_THE RECORDS_:
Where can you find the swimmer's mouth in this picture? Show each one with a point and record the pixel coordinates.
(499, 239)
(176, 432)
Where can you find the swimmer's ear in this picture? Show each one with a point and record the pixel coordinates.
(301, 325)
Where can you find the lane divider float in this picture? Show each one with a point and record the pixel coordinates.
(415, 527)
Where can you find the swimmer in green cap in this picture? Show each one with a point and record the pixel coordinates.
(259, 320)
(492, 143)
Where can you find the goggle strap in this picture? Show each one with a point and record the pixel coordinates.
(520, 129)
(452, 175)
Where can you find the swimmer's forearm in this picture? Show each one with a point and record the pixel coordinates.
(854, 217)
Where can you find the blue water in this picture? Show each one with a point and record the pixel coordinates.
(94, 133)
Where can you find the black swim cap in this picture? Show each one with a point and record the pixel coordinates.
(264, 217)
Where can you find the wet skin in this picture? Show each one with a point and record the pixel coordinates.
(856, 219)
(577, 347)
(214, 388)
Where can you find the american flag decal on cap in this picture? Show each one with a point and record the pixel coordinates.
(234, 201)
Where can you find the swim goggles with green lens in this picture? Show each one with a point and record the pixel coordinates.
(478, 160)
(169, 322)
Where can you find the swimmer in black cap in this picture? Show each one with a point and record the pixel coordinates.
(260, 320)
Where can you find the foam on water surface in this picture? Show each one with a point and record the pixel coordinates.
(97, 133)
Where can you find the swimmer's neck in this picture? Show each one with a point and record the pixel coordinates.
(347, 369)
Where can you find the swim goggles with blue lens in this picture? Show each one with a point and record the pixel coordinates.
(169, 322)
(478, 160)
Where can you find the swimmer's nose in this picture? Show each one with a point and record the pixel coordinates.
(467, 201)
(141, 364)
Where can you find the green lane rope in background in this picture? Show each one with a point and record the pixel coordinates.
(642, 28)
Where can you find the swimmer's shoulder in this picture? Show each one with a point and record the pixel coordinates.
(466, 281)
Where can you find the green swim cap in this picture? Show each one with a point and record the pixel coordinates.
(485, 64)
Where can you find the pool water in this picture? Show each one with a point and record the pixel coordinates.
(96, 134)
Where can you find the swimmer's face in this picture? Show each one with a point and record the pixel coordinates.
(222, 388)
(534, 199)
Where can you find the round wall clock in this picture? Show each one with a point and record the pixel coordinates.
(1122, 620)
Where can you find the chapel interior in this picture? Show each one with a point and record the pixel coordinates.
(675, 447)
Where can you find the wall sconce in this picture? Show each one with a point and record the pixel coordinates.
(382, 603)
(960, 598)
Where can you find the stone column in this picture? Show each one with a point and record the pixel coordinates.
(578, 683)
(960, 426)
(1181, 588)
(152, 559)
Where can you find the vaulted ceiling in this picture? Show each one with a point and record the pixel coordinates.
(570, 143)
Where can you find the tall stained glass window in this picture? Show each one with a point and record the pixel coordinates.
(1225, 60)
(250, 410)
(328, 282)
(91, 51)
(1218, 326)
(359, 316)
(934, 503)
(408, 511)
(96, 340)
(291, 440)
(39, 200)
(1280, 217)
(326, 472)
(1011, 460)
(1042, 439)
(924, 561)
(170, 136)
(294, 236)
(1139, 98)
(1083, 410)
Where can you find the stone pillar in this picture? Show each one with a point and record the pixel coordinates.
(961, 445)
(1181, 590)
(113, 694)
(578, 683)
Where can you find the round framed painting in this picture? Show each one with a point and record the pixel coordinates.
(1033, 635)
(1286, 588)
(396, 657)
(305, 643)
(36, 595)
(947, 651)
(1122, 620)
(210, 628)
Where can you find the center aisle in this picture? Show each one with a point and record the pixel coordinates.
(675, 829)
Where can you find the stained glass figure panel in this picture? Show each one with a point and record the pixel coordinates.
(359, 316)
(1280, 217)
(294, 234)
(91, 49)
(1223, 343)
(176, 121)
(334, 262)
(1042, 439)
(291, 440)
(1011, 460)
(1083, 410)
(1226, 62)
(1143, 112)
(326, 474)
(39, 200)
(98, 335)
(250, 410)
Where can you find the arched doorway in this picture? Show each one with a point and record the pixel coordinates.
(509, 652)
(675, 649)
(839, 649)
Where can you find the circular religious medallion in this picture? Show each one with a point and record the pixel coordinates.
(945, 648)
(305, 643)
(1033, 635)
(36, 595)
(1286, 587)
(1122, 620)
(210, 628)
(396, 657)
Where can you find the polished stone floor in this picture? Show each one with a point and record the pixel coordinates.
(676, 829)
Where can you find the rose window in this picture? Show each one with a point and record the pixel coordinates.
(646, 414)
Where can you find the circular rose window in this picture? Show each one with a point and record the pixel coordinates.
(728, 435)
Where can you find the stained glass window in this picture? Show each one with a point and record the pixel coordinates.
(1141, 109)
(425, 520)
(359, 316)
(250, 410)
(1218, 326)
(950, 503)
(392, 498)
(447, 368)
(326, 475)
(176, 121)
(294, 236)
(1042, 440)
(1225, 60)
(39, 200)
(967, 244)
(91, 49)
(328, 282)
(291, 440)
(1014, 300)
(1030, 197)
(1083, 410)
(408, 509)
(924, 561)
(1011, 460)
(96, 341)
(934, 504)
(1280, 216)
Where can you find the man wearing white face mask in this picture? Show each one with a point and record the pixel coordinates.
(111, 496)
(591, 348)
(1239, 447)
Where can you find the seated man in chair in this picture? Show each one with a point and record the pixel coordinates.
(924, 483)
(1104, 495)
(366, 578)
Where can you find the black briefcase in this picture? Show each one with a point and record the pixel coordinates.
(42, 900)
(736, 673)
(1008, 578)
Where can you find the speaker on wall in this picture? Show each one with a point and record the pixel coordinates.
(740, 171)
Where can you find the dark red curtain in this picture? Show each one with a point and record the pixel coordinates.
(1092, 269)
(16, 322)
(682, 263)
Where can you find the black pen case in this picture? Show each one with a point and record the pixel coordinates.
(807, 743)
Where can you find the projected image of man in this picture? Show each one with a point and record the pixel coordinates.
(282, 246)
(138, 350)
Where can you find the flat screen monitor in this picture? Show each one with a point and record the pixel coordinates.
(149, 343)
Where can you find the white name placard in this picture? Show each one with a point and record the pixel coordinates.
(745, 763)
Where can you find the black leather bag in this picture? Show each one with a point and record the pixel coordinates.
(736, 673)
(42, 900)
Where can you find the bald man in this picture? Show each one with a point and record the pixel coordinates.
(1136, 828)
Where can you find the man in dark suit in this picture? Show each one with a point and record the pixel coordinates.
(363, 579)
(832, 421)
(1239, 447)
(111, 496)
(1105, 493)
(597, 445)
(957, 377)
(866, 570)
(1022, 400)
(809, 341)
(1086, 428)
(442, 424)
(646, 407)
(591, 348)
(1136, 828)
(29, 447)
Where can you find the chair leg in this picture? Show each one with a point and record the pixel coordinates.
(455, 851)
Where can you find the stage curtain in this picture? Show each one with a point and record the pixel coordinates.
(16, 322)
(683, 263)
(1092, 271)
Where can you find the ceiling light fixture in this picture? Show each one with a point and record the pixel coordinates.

_REQUIRED ACTION_:
With no additions or omissions, transcribe every record.

_PROBLEM SOLUTION_:
Where can you find the swimmer's mouth in this picture? Show each one with a point and record the pixel coordinates.
(499, 239)
(176, 432)
Where can you find the swimmer's ear in this picture? Show each one with a point and record the pixel coordinates.
(301, 325)
Where can you find the lane divider float in this picture? Show each one with a point and record the pixel coordinates.
(415, 527)
Where can you find the swimmer in green cap in this picture? Show each one with a point and record the pixel coordinates.
(259, 320)
(492, 143)
Where can you find the goggle strap in this picture? Show each one with a point and record the pixel coordinates.
(520, 129)
(452, 175)
Where can you find the swimmer's forearm in this picture? Show each one with a point and record the pixel coordinates.
(854, 217)
Where can you find the blue water in this picture? Show each one with a point and record the pixel coordinates.
(94, 133)
Where can you find the black swim cap in this picture? Show each one with a point and record the pixel coordinates.
(264, 217)
Where can you find the wet skin in this picture? Show each one with a point and record the pixel coordinates.
(856, 219)
(577, 347)
(214, 388)
Where can you find the american flag decal on cap in this picture? Show each one with a point and record the pixel coordinates.
(234, 201)
Where can you find the swim goggles with green lens in this picture? Show each one with a point and record the pixel coordinates.
(478, 160)
(169, 322)
Where can you find the swimmer in black cap in this picture? Show each one with a point and record the pixel coordinates.
(260, 320)
Where can you find the foam on water surface in this picture? Show each one with a point and record the pixel coordinates.
(97, 133)
Where can you find the swimmer's neck in this picture? Show each one with a point and record the pixel coordinates.
(347, 369)
Where can you find the swim goggles with blue lens in this picture? Show each one with a point and record the pixel coordinates.
(169, 322)
(478, 160)
Where can you find the swimmer's nose in this picture? Show each one with a point and record the pixel coordinates.
(467, 201)
(141, 364)
Where can you find the green lane rope in background in this picture? Show each one with a point and record the pixel coordinates.
(642, 28)
Where can you find the swimmer's shoulder in this picture? Show each one with a point and record the pixel coordinates.
(466, 281)
Where can you find the green swim cap in this picture? Show each one with a point and record the pixel coordinates.
(485, 64)
Where can you find the pool water in this picture? Show each one with a point and record the pixel coordinates.
(96, 134)
Where can you find the swimmer's face in this picture? Show each one with a point and record the pixel coordinates.
(222, 388)
(534, 199)
Where can you find the round wall clock in this picture? Show each one with a point and record the pixel coordinates.
(1122, 620)
Where can you find the chapel interior in this picture? Show each one with a point and record the pixel coordinates.
(675, 447)
Where can you find the wall sconce in this picture? Show each one with a point and record the pixel coordinates.
(382, 603)
(960, 598)
Where can you find the stone column in this picture? Show each one with a point and record the pixel coordinates.
(578, 683)
(960, 426)
(1181, 588)
(152, 559)
Where can you find the vaulted ceiling in this picture? Show each one with a point and record the pixel coordinates.
(570, 143)
Where can you find the tall stained glass window in this picture? Show each one with a point and record the pixel coordinates.
(1225, 60)
(250, 410)
(328, 282)
(91, 51)
(1218, 326)
(359, 316)
(934, 503)
(408, 511)
(96, 340)
(291, 440)
(39, 200)
(1280, 217)
(326, 472)
(1011, 460)
(1042, 439)
(924, 561)
(170, 136)
(294, 236)
(1139, 98)
(1083, 410)
Where can you find the stone pillar in this picture? Show each one with a point and record the pixel coordinates.
(961, 445)
(1181, 590)
(113, 694)
(578, 683)
Where can you find the round framed painting in this picture? Show each one with a point and record the pixel coordinates.
(1033, 635)
(1286, 588)
(396, 657)
(305, 643)
(36, 595)
(947, 651)
(1122, 620)
(210, 628)
Where can you find the center aisle in this picture? Show each one with a point and record the pixel coordinates.
(675, 829)
Where can you find the stained glass figure panel in this picture? Show each one with a point and record the pixel coordinates.
(359, 316)
(1280, 217)
(294, 234)
(91, 49)
(1223, 343)
(176, 121)
(334, 262)
(1042, 439)
(291, 440)
(1011, 460)
(1083, 410)
(1226, 62)
(1143, 112)
(326, 474)
(39, 200)
(98, 335)
(250, 410)
Where can you find the arched doorway in this picture? Show each one with a point and record the pixel coordinates.
(509, 652)
(675, 649)
(839, 649)
Where can you find the circular religious medallion in this picture? Show each one with a point and record the pixel coordinates.
(945, 648)
(305, 643)
(1033, 635)
(36, 595)
(1286, 587)
(1122, 620)
(210, 628)
(396, 657)
Where can you find the polished stone floor in this picture? Show each one with a point and record the pixel coordinates.
(676, 829)
Where can you find the rose window in this picture? Show each one with a point and record the pixel coordinates.
(646, 414)
Where can you find the circular rose window in this picture? Show each one with a point and record the pixel coordinates.
(728, 435)
Where can you find the stained glass window in this picture? Show each one with a point and record the pixel coordinates.
(1141, 109)
(425, 520)
(359, 316)
(250, 410)
(1218, 326)
(950, 503)
(392, 498)
(447, 368)
(326, 475)
(176, 121)
(294, 236)
(1042, 440)
(1225, 60)
(39, 200)
(967, 244)
(91, 49)
(328, 282)
(291, 440)
(1014, 300)
(1030, 197)
(1083, 410)
(408, 509)
(924, 561)
(1011, 460)
(96, 341)
(934, 504)
(1280, 216)
Where can you find the man wearing white face mask in this picture? Show each one with a point and record the pixel coordinates.
(111, 496)
(591, 348)
(1239, 447)
Where can you find the seated man in chair in this picture? Show each one with a point and record the pixel coordinates.
(924, 483)
(1104, 495)
(366, 578)
Where can you find the black briefcase in this picture? Show each one with a point and record the pixel coordinates.
(42, 900)
(736, 673)
(1008, 578)
Where can you find the speaker on wall in this picture? Show each one with a point and record the pixel coordinates.
(740, 171)
Where can you find the dark red curtain in this picture? Show each one with a point and record the pixel coordinates.
(1092, 269)
(16, 322)
(682, 263)
Where can you find the black pen case in this picture? Show each one with a point and record the pixel coordinates.
(807, 743)
Where can you find the projected image of man in this picture? Show each one with a point and record the pixel coordinates.
(282, 246)
(138, 350)
Where can you find the flat screen monitor in this picture? Show each one with a point and record the pixel coordinates.
(149, 343)
Where can you find the white name placard in this picture? Show each one with a point and record the pixel coordinates.
(745, 763)
Where can you find the black leather bag in this picture? Show each one with a point and record the pixel coordinates.
(736, 673)
(42, 900)
Where can you find the bald man in this picture? Show each one with a point and record the pixel coordinates.
(1136, 828)
Where can you find the man in dark suit in this picture? Show each one with a point and record the pixel coordinates.
(363, 579)
(832, 421)
(1239, 447)
(111, 496)
(1105, 493)
(597, 445)
(957, 377)
(866, 570)
(1022, 400)
(809, 341)
(1086, 428)
(442, 424)
(646, 407)
(591, 348)
(1136, 828)
(29, 447)
Where can you find the chair leg in this picture? Show each one with a point and record the pixel coordinates.
(455, 851)
Where can you find the stage curtain in this picture? Show each one with a point and record the pixel coordinates.
(16, 322)
(683, 263)
(1092, 271)
Where can you find the ceiling light fixture in this picture? Show each one with a point and record the pixel coordinates.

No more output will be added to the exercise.